▶ [PROBLEM DESCRIPTION]: Identify all lines of the data containing the string "football" and copy them.

(EXTRACTED RECORDS begins)

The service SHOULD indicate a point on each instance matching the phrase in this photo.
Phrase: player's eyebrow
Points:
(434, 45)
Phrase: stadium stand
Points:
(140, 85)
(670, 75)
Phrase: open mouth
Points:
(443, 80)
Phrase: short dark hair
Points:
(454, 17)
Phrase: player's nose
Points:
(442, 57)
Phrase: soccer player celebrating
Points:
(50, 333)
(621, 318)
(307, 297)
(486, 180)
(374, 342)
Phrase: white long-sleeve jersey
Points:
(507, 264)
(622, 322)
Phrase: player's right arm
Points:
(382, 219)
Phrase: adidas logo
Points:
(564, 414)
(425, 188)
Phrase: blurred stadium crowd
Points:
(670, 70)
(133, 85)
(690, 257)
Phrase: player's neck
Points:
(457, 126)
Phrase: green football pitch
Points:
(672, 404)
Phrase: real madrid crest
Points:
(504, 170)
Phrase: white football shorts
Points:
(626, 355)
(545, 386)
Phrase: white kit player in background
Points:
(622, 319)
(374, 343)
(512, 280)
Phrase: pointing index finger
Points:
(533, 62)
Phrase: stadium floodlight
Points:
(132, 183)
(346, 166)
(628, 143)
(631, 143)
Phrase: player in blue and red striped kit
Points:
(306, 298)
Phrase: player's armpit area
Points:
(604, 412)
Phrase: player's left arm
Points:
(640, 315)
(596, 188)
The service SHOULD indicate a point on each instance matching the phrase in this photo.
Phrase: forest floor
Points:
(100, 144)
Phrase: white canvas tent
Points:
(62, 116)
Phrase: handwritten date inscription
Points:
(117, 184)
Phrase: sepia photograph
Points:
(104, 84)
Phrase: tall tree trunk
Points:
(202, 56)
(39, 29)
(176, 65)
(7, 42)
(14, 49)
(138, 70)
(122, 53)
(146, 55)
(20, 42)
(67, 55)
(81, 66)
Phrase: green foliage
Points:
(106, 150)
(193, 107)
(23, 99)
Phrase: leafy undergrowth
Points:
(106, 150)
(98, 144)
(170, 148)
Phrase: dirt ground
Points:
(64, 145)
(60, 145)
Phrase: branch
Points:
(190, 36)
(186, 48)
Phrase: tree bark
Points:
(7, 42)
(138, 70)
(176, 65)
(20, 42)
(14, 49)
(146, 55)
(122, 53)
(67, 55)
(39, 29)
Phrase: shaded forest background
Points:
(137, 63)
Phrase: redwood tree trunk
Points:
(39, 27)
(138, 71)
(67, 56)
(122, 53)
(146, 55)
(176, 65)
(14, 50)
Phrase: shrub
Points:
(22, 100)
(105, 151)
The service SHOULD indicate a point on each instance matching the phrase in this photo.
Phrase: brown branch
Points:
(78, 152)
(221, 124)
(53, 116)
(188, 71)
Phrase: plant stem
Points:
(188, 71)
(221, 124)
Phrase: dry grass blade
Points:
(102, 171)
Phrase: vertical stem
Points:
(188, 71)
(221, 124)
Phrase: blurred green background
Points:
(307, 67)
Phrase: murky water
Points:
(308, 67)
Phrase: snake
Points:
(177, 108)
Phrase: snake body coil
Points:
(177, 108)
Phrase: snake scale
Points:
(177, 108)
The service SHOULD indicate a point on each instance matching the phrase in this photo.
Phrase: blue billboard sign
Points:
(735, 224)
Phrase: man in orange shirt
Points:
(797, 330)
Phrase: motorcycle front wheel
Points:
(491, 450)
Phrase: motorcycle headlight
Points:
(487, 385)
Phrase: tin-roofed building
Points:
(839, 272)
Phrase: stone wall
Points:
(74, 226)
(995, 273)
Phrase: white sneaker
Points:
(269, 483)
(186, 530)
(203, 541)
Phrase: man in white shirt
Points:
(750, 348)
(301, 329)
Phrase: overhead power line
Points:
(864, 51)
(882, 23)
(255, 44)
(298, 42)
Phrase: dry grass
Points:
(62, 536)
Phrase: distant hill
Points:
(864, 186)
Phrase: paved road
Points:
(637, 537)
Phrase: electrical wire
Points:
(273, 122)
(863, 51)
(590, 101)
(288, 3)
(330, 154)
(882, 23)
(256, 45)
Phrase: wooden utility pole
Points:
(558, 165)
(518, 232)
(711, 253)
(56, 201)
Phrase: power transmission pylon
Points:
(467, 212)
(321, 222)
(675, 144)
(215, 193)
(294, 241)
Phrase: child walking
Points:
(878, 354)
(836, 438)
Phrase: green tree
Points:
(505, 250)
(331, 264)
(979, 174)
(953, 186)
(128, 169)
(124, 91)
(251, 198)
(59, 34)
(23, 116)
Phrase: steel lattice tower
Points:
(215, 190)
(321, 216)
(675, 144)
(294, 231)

(EXTRACTED RECORDS ends)

▶ [RESPONSE FOR THIS EXERCISE]:
Phrase: green football pitch
Phrase: white football shorts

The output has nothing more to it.